WORK ITEM: Report only the number of lines in the following entries where the word "foliage" occurs.

(Collected data)

◇ ◇ ◇ ◇

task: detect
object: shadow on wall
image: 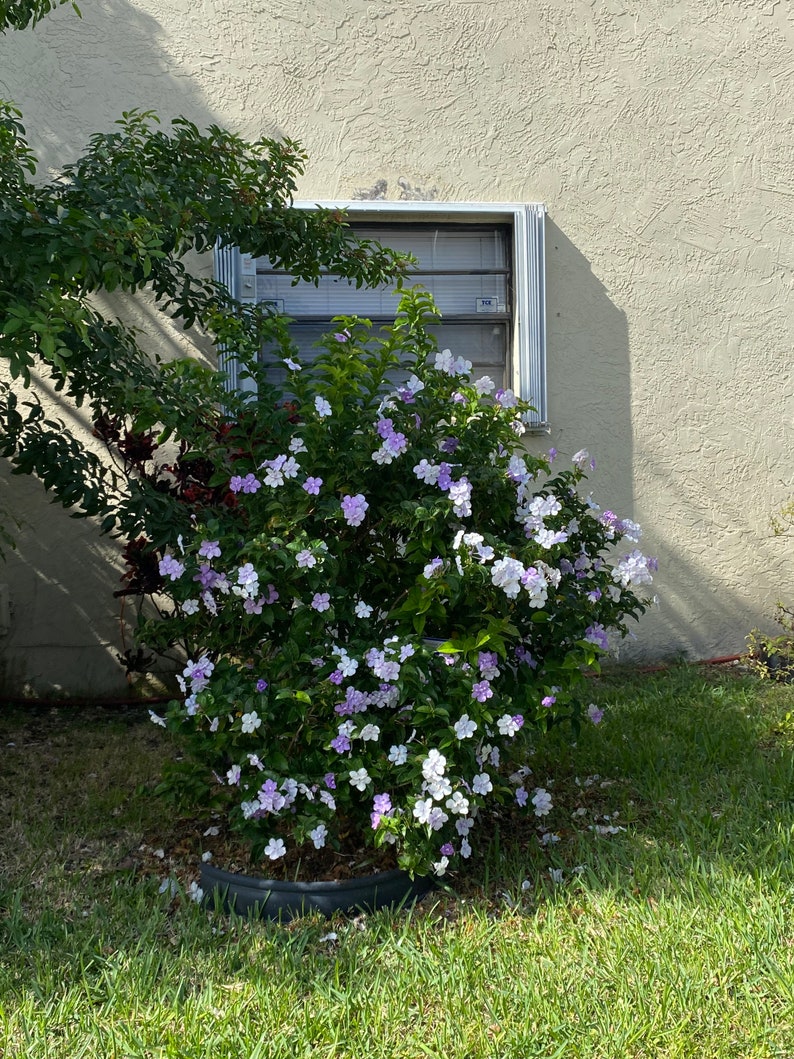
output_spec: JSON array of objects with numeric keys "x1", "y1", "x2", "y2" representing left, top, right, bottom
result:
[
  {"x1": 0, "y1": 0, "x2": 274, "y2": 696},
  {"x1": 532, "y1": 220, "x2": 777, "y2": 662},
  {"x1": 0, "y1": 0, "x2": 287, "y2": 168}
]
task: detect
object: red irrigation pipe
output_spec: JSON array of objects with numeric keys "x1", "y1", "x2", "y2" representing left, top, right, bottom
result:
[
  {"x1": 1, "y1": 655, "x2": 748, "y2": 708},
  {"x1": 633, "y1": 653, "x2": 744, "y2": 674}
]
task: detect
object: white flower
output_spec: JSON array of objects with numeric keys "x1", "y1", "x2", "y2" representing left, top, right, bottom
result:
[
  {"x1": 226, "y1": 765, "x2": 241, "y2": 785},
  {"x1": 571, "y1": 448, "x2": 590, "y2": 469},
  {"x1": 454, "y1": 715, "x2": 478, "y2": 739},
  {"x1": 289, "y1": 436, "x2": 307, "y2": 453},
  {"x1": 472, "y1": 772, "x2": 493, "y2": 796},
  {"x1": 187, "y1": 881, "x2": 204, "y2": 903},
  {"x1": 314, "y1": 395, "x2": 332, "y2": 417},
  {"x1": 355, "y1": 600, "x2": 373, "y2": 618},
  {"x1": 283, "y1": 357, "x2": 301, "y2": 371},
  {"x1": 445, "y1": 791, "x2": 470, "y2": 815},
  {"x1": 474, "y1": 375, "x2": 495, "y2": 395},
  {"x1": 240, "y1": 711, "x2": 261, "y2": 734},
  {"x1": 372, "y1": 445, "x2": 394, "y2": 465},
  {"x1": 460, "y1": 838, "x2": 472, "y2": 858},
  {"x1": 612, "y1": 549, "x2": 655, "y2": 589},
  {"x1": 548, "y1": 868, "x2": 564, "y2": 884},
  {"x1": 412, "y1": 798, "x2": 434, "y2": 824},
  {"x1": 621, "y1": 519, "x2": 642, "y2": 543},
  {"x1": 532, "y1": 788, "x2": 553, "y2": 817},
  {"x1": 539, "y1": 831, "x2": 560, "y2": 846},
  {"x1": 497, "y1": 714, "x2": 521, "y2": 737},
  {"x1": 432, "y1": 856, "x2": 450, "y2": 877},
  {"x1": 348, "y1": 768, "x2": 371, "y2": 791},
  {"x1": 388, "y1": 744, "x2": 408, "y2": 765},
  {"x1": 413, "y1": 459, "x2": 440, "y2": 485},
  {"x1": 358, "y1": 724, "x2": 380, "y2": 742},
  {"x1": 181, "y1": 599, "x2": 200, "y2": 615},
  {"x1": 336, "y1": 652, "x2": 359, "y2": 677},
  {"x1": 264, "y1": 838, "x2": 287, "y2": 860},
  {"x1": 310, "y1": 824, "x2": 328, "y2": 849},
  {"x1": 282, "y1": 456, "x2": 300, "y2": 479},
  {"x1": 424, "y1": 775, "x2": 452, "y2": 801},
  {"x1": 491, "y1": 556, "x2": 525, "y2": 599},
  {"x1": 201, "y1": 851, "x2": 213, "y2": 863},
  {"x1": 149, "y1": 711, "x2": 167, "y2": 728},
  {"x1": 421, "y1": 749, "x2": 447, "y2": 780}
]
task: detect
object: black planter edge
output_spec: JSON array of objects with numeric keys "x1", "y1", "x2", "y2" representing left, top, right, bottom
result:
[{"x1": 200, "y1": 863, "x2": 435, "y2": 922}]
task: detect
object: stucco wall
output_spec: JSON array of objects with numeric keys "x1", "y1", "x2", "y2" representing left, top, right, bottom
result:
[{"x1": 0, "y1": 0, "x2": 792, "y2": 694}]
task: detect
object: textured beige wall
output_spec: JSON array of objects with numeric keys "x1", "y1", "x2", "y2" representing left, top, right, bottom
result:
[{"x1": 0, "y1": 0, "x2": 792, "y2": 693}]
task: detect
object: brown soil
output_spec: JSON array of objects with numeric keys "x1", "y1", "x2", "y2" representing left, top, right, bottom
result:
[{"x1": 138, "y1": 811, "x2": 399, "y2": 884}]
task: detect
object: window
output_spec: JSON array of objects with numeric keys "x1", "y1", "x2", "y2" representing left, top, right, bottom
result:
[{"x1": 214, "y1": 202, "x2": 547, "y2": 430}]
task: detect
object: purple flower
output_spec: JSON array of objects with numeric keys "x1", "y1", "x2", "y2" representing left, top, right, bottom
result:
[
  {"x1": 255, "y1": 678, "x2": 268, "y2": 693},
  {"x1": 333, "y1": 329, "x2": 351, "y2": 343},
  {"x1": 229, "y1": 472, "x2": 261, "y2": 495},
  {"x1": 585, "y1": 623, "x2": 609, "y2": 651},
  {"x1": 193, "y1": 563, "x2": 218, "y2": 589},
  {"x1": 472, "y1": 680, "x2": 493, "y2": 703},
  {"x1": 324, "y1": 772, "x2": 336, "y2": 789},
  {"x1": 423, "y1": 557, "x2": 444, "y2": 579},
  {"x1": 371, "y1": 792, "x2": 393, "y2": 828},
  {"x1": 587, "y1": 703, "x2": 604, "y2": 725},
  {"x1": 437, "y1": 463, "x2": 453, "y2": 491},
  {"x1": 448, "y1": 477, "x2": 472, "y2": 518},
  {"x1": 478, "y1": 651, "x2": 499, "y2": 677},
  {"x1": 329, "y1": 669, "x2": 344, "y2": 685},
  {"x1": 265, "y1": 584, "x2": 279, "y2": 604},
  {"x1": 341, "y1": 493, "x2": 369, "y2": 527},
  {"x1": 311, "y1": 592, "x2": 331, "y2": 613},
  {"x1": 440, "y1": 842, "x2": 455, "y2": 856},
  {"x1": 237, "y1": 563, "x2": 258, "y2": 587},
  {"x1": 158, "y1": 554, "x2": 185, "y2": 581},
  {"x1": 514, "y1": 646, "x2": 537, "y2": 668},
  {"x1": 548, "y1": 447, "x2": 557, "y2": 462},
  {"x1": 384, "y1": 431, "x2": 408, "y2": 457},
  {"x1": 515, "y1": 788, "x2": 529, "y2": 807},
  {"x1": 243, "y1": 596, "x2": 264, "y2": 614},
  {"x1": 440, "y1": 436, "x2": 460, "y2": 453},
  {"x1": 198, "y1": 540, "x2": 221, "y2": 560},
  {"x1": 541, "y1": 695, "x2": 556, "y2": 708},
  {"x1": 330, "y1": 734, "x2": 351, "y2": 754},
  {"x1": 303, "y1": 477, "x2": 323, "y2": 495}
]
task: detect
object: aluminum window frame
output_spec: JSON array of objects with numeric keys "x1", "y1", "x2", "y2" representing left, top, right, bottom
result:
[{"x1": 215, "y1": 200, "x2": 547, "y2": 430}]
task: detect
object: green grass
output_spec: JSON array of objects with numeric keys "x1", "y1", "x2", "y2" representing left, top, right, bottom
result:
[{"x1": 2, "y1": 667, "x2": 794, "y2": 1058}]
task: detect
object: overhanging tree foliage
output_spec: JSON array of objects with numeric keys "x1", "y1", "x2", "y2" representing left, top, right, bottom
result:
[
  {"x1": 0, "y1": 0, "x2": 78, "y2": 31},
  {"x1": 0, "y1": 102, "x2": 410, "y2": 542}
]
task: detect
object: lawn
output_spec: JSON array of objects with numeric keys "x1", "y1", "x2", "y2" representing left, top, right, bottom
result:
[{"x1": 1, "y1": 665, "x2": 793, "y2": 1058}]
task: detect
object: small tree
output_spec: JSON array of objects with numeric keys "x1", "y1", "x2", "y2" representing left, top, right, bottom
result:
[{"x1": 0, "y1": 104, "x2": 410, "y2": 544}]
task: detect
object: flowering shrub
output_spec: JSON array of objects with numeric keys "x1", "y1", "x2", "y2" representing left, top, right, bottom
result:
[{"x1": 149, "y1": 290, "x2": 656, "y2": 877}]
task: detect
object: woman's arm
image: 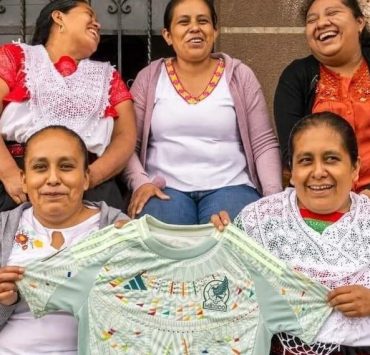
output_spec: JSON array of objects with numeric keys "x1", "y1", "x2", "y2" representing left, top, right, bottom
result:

◇ ◇ ◇ ◇

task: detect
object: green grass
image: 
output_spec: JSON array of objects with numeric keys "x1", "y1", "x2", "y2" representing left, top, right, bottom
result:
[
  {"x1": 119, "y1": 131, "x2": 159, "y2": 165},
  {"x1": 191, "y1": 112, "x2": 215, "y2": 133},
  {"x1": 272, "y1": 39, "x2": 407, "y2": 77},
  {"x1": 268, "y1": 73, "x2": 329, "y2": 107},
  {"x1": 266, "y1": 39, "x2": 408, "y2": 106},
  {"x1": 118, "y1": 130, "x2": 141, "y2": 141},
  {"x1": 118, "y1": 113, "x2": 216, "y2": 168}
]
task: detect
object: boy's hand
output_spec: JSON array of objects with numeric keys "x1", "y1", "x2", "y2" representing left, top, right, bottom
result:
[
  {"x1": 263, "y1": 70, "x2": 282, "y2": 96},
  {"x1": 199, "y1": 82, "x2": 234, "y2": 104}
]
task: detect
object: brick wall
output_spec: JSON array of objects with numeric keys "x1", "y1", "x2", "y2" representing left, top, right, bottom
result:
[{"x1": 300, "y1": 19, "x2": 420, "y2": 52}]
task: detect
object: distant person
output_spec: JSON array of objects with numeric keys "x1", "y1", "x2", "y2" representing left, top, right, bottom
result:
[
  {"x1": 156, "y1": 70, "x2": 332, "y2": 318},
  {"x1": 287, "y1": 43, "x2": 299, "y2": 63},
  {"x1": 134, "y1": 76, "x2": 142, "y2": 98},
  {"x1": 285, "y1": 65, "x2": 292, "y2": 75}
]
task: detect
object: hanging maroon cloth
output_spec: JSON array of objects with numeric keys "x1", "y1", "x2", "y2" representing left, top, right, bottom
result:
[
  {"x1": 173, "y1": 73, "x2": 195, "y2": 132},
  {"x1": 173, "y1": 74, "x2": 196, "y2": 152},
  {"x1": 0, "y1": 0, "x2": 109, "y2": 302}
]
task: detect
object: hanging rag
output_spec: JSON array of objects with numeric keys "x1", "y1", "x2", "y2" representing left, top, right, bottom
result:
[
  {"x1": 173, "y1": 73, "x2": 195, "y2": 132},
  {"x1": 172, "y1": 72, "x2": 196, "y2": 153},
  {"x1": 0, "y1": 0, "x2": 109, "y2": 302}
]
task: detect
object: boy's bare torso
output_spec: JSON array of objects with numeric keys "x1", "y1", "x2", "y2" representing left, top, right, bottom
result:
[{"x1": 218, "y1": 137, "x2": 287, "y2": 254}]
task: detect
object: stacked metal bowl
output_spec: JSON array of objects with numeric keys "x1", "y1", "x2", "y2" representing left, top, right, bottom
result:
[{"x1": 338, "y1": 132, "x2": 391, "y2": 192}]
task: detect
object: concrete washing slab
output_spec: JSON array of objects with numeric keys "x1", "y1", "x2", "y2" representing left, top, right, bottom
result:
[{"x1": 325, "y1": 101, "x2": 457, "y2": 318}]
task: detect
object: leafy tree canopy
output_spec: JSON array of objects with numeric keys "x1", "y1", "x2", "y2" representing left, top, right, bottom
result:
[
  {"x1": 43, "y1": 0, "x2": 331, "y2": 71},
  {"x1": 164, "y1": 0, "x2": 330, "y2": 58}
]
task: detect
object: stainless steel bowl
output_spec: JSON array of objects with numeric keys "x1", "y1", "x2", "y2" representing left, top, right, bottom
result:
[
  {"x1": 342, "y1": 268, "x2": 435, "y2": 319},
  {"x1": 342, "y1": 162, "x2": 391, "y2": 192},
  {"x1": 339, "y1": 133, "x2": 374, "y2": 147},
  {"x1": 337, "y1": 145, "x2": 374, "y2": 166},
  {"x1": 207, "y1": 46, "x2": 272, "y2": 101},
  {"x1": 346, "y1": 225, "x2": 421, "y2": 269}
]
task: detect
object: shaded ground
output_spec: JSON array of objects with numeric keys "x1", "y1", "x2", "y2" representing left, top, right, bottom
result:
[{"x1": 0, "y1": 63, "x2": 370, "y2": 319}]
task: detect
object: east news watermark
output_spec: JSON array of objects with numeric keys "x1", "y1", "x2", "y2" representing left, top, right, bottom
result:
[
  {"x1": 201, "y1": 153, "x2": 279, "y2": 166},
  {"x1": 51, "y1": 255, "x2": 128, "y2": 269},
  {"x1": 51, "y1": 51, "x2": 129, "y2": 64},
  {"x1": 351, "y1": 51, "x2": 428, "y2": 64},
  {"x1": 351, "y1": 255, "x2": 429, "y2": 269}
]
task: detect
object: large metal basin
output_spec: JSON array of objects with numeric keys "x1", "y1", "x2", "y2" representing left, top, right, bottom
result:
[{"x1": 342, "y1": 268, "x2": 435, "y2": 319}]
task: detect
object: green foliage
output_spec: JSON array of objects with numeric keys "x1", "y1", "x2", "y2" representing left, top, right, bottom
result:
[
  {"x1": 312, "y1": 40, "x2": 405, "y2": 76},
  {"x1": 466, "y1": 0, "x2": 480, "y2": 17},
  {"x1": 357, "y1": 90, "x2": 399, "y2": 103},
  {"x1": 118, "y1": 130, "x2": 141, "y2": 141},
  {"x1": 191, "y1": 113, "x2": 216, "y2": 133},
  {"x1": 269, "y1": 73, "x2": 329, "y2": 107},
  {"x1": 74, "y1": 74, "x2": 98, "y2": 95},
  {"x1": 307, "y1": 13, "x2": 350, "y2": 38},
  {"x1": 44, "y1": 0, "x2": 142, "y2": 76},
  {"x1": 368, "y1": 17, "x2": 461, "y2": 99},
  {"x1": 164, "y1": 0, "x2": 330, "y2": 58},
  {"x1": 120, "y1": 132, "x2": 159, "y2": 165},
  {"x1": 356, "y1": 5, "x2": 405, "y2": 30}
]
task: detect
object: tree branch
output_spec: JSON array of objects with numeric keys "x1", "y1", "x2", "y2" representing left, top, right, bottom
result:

◇ ◇ ◇ ◇

RESULT OF THIS TASK: 2